→ EXTRACT TO READ:
[Start of Attachment]

Your AI Returns 200 OK While It's Failing

AI observability requires three layers beyond logging: structured telemetry, LLM-as-judge evals, and prompt versioning to detect silent quality drift.

By Leigh Garrity— May 8, 2026

Your AI Returns 200 OK While It's Failing

AI observability requires three layers beyond logging: structured telemetry, LLM-as-judge evals, and prompt versioning to detect silent quality drift.

Every monitoring system your buyer runs assumes failure is detectable. A service goes down, a health check fails, an error code propagates, someone gets paged. The system tells you it broke.

AI in production violates this assumption. The API call completes. The response returns. The status code is 200. And the output is wrong, or slightly worse than it was last week, in a way no log entry will surface. The system doesn't announce it's degrading. It just degrades.

This lesson covers the three-layer answer: what to capture, how to evaluate quality, and how to make drift detectable enough to roll back. Your buyer's platform team is either building this stack now or learning the hard way why they need to.

The Drift Problem, Documented

In March 2025, a developer posted to the OpenAI community forum reporting that gpt-4o-2024-08-06, a dated and supposedly frozen model version, had changed behavior. The developer used it to parse text into JSON. Same prompt, same test set, run "like 100 times before with always the same good result." Then the model started repeating items and missing others.

No error. No version change in the API response. OpenAI did post a degraded performance incident the same day, but the developer only caught it because they happened to be running the same test set repeatedly, which amounted to an accidental eval suite. Without that repetition, the drift would have reached users undetected. Version pinning, the obvious fix, didn't prevent it. OpenAI's terms of service explicitly reserve the right to update any model for safety, security, or policy reasons without advance notice. The model's contract with the developer was implicit, not enforced.

[End of Attachment]

→ RECORDED INFORMATION:
[Start of Attachment]

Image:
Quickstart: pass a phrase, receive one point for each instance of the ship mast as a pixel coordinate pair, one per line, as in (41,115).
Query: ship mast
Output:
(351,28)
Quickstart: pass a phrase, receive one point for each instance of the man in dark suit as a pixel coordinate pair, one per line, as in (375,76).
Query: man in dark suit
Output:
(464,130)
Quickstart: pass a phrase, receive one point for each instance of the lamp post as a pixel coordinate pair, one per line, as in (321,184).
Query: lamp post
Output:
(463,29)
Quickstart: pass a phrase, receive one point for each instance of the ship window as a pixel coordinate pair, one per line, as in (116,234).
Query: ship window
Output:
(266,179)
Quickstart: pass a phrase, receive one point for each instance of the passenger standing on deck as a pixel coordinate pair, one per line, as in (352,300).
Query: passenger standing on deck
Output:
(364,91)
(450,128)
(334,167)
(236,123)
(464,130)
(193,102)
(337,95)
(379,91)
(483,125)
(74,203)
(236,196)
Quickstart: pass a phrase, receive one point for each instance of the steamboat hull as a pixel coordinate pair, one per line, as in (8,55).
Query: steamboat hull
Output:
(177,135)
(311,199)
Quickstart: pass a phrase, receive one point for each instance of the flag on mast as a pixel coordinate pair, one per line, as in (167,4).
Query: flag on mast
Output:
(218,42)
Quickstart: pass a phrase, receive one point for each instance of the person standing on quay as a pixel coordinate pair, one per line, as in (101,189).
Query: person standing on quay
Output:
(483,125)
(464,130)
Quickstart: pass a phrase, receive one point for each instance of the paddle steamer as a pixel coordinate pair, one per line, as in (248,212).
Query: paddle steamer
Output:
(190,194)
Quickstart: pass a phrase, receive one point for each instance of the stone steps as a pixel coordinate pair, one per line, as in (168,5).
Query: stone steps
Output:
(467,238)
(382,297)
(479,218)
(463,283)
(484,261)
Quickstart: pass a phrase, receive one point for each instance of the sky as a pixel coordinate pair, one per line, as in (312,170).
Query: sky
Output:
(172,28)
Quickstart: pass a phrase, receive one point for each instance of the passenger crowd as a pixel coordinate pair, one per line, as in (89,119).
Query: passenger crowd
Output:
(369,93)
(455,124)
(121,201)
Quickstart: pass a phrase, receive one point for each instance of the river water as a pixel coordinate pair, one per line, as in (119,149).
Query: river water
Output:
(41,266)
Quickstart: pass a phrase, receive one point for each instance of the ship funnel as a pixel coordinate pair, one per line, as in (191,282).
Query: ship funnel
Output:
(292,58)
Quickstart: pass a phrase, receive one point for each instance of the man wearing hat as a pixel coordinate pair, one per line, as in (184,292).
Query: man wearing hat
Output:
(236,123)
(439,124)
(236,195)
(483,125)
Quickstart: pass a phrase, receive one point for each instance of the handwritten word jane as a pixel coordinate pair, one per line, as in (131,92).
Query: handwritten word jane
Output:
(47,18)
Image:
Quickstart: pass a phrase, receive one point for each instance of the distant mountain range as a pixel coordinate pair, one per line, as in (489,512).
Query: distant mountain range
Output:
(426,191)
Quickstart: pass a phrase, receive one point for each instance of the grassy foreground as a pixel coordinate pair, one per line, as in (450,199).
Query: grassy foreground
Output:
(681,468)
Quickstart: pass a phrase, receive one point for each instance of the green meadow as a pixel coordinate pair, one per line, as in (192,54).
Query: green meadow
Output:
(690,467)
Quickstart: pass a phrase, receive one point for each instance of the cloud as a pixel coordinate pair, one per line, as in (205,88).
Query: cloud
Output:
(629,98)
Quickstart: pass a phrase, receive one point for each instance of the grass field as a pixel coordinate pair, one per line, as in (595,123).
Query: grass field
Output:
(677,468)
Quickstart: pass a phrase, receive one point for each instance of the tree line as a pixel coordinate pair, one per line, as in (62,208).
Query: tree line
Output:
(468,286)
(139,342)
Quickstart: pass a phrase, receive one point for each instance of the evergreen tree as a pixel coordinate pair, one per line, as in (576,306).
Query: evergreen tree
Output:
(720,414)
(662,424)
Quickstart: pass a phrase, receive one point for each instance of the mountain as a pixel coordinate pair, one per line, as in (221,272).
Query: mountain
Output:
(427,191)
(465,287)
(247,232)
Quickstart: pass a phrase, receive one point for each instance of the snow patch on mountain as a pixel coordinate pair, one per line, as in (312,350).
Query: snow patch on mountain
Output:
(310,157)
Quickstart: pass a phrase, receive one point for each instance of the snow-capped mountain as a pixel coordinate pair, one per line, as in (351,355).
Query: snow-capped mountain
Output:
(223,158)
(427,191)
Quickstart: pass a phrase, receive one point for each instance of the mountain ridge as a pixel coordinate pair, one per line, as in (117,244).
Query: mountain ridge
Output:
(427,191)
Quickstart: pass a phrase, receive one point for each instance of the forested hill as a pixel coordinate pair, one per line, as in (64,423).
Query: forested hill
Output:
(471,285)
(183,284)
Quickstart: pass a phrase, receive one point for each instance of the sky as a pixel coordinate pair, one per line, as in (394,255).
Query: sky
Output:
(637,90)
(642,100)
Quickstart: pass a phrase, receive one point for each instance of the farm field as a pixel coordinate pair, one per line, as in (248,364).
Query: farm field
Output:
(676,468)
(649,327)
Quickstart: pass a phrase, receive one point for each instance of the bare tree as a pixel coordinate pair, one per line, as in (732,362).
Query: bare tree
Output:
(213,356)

[End of Attachment]

→ TASK REQUIREMENTS:
(a) In the article on AI observability, which model version did the developer report had changed behavior?
(b) Please continue the article on AI observability from the point where it stops.

→ YOUR RESPONSES:
(a) gpt-4o-2024-08-06

(b)
That gap between "the version string didn't change" and "the behavior changed anyway" is what makes AI observability a different discipline than infrastructure monitoring. This incident illustrates why each of the three layers below matters.

Quality drift: a model's output changes over time without any change to the prompt, version string, or API contract, and without generating an error signal.

OpenTelemetry GenAI Conventions as the Telemetry Layer

You know OpenTelemetry as the open standard for distributed tracing. The GenAI semantic conventions extend it with a standardized attribute schema for AI workloads. When every observability tool logs the same fields in the same format, you can switch vendors or aggregate across tools without rebuilding your instrumentation. It's the agreed-upon vocabulary for what gets logged when an application calls a model.

The core attributes tell you what happened mechanically. gen_ai.request.model records which model was requested. gen_ai.response.model records which model actually responded. These can differ, which is itself a drift signal. Token counts (gen_ai.usage.input_tokens, output equivalent) give you cost and complexity per call. gen_ai.operation.name distinguishes a simple chat completion from an agent invocation.

For agent workloads, the schema extends: gen_ai.agent.id, gen_ai.agent.name, gen_ai.conversation.id for correlating multi-turn sessions. An agent failure at step seven of a twelve-step workflow looks very different in a trace than a single bad completion, and these attributes are what make that distinction visible.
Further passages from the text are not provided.